TASK GOAL> Gather all lines with "trunk" from the records.

*** MATERIAL FOR THE TASK ***

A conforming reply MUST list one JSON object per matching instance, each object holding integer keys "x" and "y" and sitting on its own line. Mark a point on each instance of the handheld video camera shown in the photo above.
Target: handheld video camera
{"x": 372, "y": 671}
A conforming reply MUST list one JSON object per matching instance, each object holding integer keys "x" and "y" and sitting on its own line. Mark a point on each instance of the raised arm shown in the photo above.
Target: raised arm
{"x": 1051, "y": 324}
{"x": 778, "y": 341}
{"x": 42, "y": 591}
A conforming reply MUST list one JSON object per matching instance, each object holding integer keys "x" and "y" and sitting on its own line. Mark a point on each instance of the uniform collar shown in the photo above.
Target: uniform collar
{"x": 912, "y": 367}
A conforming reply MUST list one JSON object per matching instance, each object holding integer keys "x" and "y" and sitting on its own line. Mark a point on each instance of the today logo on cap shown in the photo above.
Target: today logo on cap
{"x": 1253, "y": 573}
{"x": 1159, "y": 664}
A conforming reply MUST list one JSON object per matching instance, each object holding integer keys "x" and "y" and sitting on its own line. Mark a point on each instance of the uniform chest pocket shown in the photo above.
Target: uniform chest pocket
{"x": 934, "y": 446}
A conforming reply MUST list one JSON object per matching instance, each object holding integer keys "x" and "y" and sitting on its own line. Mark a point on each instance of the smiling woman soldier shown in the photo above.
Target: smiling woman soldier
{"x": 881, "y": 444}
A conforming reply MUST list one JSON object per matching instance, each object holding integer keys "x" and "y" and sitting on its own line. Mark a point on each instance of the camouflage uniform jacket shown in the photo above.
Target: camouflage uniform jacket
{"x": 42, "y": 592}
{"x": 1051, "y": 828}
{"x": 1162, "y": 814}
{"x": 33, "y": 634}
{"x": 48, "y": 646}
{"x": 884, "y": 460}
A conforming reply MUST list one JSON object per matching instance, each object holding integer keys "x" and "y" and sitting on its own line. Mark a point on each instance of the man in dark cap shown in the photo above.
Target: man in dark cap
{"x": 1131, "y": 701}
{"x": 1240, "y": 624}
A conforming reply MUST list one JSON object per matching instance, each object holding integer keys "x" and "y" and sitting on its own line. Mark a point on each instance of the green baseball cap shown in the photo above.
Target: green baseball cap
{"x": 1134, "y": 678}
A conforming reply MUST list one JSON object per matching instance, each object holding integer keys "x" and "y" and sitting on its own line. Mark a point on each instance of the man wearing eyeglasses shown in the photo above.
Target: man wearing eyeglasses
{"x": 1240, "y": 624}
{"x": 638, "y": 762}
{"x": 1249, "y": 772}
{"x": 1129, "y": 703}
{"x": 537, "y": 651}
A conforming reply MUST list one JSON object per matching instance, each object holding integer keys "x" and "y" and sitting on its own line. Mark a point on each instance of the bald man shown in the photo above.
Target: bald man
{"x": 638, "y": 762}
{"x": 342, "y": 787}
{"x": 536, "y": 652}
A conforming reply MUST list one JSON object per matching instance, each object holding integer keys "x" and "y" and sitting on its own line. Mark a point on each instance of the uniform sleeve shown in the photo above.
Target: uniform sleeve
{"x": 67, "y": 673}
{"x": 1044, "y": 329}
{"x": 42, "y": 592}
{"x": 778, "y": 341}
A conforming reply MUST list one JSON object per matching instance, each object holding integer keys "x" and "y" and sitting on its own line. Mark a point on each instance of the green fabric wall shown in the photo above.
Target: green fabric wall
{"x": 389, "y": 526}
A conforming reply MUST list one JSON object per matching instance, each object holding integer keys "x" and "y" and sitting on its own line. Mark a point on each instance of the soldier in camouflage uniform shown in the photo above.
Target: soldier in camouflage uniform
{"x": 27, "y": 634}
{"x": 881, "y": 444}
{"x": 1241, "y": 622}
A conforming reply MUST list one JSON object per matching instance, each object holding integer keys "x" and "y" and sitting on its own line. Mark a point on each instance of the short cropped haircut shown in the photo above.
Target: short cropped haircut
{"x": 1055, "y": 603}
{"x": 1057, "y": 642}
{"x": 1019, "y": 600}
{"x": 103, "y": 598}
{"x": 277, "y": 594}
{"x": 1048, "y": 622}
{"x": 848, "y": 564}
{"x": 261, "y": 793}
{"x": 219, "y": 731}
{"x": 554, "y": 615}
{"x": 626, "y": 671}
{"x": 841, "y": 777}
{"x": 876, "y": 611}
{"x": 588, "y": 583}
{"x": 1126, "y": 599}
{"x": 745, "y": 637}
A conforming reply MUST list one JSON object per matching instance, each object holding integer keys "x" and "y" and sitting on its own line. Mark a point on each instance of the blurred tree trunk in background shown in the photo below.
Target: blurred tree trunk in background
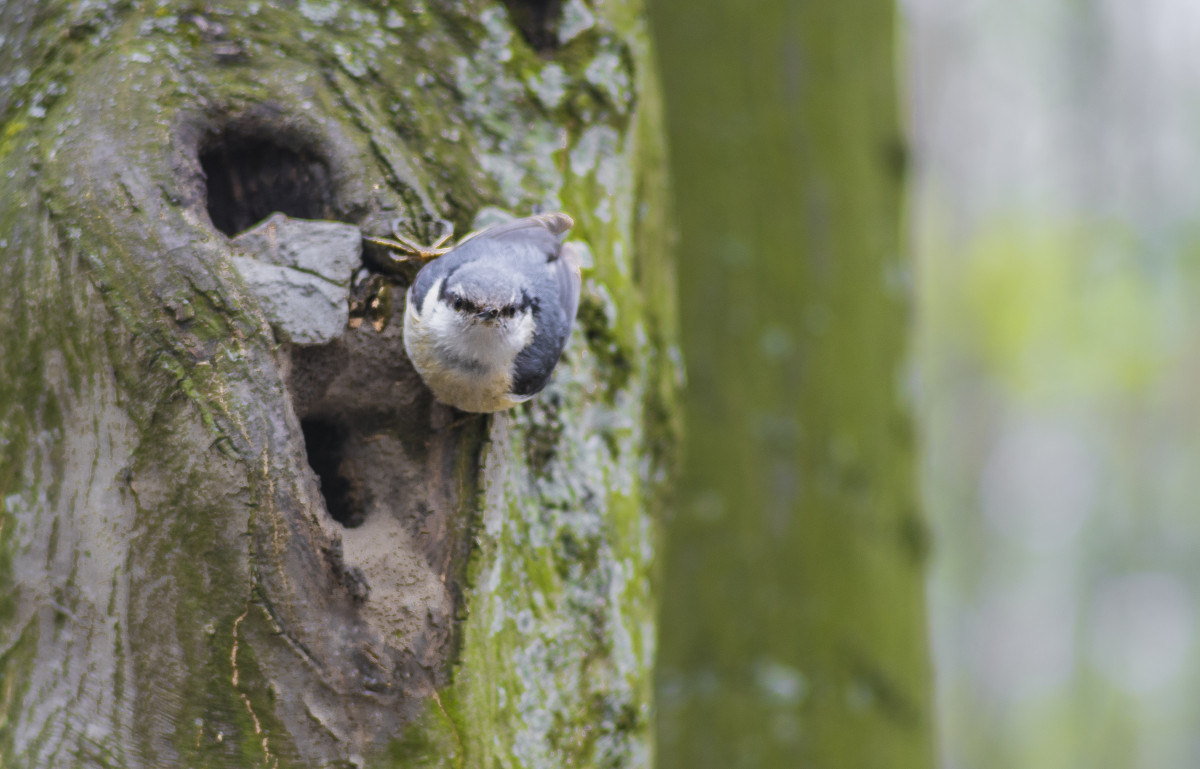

*** End of MATERIAL FOR THE TASK ***

TASK RESULT>
A conforming reply MUST list one JSON object per matching instance, each object holding integer keys "x" and "y" and sitting on its own line. Mark a point on each instance of the blurred tree trunk in background shown in the photo below.
Target: blurred tree trunk in background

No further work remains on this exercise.